-- begin --

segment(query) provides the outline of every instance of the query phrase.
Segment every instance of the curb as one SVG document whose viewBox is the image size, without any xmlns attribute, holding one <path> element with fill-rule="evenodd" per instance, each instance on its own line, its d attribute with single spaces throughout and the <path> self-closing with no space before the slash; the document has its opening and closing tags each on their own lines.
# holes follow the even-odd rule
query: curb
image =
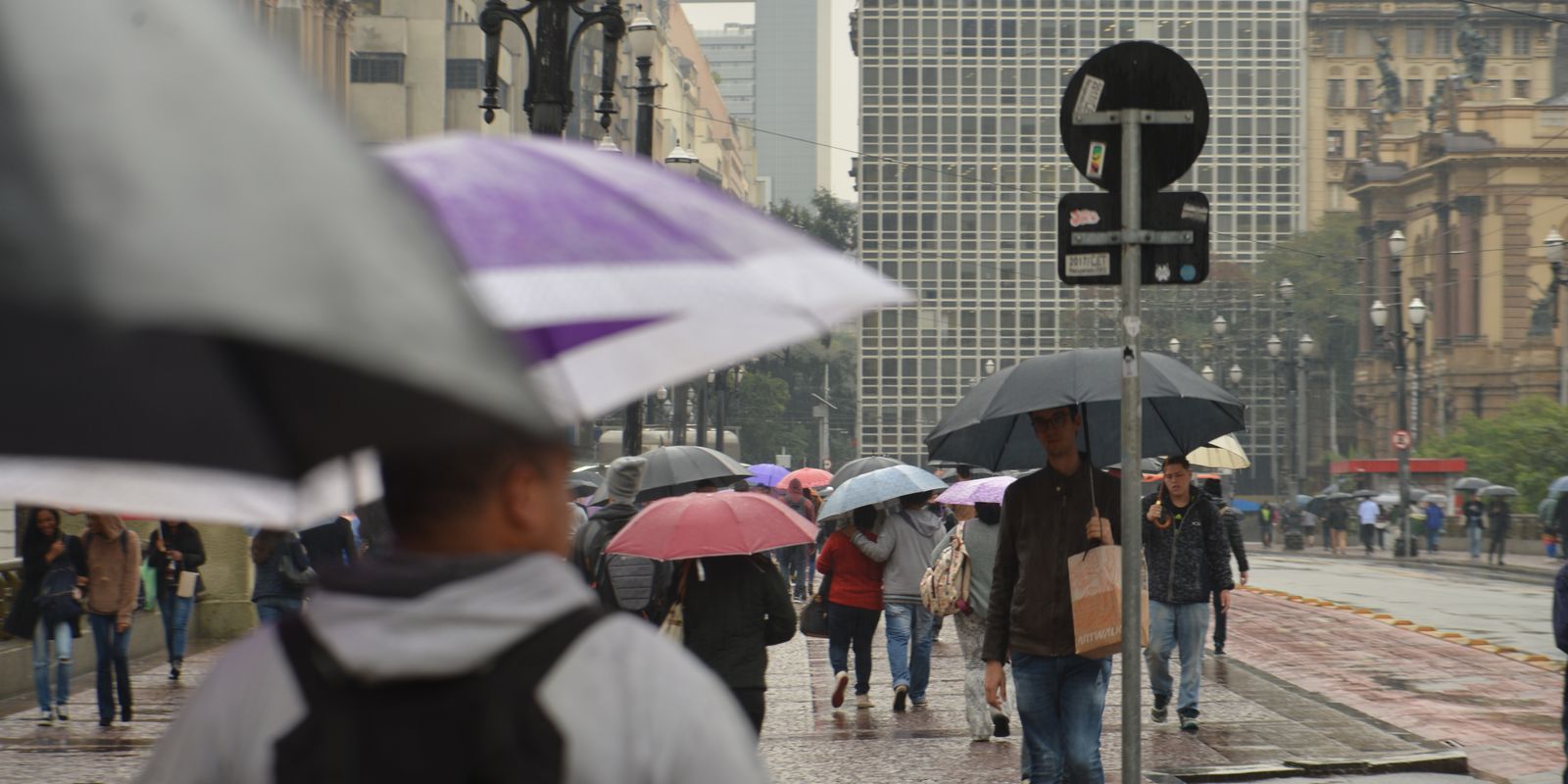
<svg viewBox="0 0 1568 784">
<path fill-rule="evenodd" d="M 1466 638 L 1465 635 L 1461 635 L 1458 632 L 1439 632 L 1438 629 L 1433 629 L 1430 626 L 1417 626 L 1413 621 L 1399 619 L 1399 618 L 1394 618 L 1389 613 L 1378 613 L 1375 610 L 1367 610 L 1366 607 L 1356 607 L 1356 605 L 1350 605 L 1350 604 L 1330 602 L 1330 601 L 1323 601 L 1323 599 L 1312 599 L 1312 597 L 1306 597 L 1306 596 L 1297 596 L 1297 594 L 1289 593 L 1289 591 L 1275 591 L 1272 588 L 1256 588 L 1256 586 L 1251 586 L 1251 585 L 1242 586 L 1239 590 L 1248 591 L 1248 593 L 1253 593 L 1253 594 L 1258 594 L 1258 596 L 1273 596 L 1276 599 L 1284 599 L 1284 601 L 1292 602 L 1292 604 L 1305 604 L 1308 607 L 1322 607 L 1325 610 L 1347 610 L 1347 612 L 1352 612 L 1352 613 L 1359 615 L 1363 618 L 1369 618 L 1372 621 L 1378 621 L 1378 622 L 1392 626 L 1396 629 L 1405 629 L 1408 632 L 1416 632 L 1416 633 L 1421 633 L 1421 635 L 1427 635 L 1427 637 L 1430 637 L 1433 640 L 1443 640 L 1443 641 L 1447 641 L 1447 643 L 1455 643 L 1455 644 L 1463 644 L 1466 648 L 1474 648 L 1477 651 L 1486 651 L 1488 654 L 1497 654 L 1497 655 L 1501 655 L 1504 659 L 1512 659 L 1515 662 L 1519 662 L 1521 665 L 1530 665 L 1530 666 L 1535 666 L 1538 670 L 1546 670 L 1548 673 L 1562 673 L 1562 671 L 1568 670 L 1568 663 L 1554 662 L 1552 659 L 1549 659 L 1546 655 L 1541 655 L 1541 654 L 1529 654 L 1529 652 L 1519 651 L 1518 648 L 1491 644 L 1490 641 L 1480 640 L 1480 638 Z"/>
<path fill-rule="evenodd" d="M 1228 765 L 1160 771 L 1184 784 L 1221 784 L 1229 781 L 1262 781 L 1298 776 L 1377 776 L 1383 773 L 1450 773 L 1469 776 L 1469 757 L 1463 751 L 1432 751 L 1369 759 L 1287 759 L 1278 765 Z"/>
</svg>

-- end --

• Requirements
Reproduce the data above in full, exactly as it is, with the pictures left out.

• Result for this task
segment(query) provides the outline of every instance of the query phrase.
Segment every instance of the curb as one SVG document whose viewBox is the image size, without any xmlns attribute, holding one <path> element with fill-rule="evenodd" per instance, each instance on its own line, its d attribute with single spaces throughout and the <path> self-closing with no space before the slash; the document has its opening and closing tags each on their own lines.
# holes follow the even-odd rule
query: curb
image =
<svg viewBox="0 0 1568 784">
<path fill-rule="evenodd" d="M 1466 638 L 1465 635 L 1461 635 L 1458 632 L 1439 632 L 1438 629 L 1433 629 L 1430 626 L 1417 626 L 1413 621 L 1399 619 L 1399 618 L 1394 618 L 1389 613 L 1378 613 L 1375 610 L 1367 610 L 1366 607 L 1356 607 L 1356 605 L 1350 605 L 1350 604 L 1330 602 L 1330 601 L 1323 601 L 1323 599 L 1312 599 L 1312 597 L 1306 597 L 1306 596 L 1297 596 L 1297 594 L 1289 593 L 1289 591 L 1275 591 L 1272 588 L 1256 588 L 1256 586 L 1251 586 L 1251 585 L 1242 586 L 1239 590 L 1248 591 L 1248 593 L 1253 593 L 1253 594 L 1258 594 L 1258 596 L 1273 596 L 1276 599 L 1284 599 L 1284 601 L 1292 602 L 1292 604 L 1305 604 L 1308 607 L 1322 607 L 1325 610 L 1347 610 L 1347 612 L 1352 612 L 1352 613 L 1359 615 L 1363 618 L 1369 618 L 1372 621 L 1378 621 L 1378 622 L 1392 626 L 1396 629 L 1405 629 L 1408 632 L 1416 632 L 1416 633 L 1421 633 L 1421 635 L 1427 635 L 1427 637 L 1430 637 L 1433 640 L 1443 640 L 1443 641 L 1447 641 L 1447 643 L 1455 643 L 1455 644 L 1463 644 L 1466 648 L 1474 648 L 1477 651 L 1486 651 L 1488 654 L 1497 654 L 1497 655 L 1501 655 L 1504 659 L 1512 659 L 1515 662 L 1519 662 L 1521 665 L 1530 665 L 1530 666 L 1535 666 L 1538 670 L 1546 670 L 1548 673 L 1562 673 L 1562 671 L 1568 670 L 1568 663 L 1554 662 L 1552 659 L 1549 659 L 1546 655 L 1541 655 L 1541 654 L 1529 654 L 1529 652 L 1519 651 L 1518 648 L 1491 644 L 1490 641 L 1480 640 L 1480 638 Z"/>
<path fill-rule="evenodd" d="M 1228 765 L 1160 771 L 1184 784 L 1221 784 L 1229 781 L 1262 781 L 1298 776 L 1377 776 L 1383 773 L 1450 773 L 1469 776 L 1469 757 L 1463 751 L 1432 751 L 1369 759 L 1287 759 L 1278 765 Z"/>
</svg>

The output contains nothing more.